Records for this exercise:
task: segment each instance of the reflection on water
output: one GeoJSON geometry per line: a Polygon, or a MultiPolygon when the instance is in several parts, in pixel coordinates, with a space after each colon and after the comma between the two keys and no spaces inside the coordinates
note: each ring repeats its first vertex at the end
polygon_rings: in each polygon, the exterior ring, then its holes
...
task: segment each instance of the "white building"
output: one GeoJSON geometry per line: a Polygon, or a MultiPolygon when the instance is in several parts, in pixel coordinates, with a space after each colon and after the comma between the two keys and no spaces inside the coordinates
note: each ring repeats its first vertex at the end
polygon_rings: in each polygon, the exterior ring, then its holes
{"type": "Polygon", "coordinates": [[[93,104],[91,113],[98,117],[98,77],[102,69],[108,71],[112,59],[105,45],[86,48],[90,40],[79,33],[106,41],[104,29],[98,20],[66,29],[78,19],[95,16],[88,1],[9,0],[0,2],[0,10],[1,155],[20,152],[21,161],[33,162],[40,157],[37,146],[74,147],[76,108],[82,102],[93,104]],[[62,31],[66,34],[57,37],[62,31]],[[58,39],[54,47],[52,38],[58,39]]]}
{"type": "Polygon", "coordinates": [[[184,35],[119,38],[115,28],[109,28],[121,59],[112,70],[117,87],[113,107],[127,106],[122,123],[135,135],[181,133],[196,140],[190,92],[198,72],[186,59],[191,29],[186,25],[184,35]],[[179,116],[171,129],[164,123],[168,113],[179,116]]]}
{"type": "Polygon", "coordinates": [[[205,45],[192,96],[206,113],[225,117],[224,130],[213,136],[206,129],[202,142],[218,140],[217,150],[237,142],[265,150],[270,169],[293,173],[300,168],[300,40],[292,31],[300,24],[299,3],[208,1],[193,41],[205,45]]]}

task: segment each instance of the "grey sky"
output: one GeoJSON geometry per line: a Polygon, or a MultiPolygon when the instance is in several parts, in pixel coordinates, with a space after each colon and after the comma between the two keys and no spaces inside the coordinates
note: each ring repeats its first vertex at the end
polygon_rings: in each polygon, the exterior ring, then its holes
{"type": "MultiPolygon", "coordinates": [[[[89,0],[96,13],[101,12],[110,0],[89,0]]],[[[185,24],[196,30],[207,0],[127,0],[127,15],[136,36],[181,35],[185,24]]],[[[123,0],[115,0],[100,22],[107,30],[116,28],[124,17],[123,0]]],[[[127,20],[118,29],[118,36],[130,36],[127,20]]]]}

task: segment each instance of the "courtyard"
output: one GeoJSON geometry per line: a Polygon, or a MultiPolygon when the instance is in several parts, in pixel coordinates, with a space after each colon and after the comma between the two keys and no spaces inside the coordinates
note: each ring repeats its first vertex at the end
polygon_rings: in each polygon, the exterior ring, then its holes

Exercise prompt: Answer with one number: how many lines in the listing hold "task".

Answer to the exercise: 4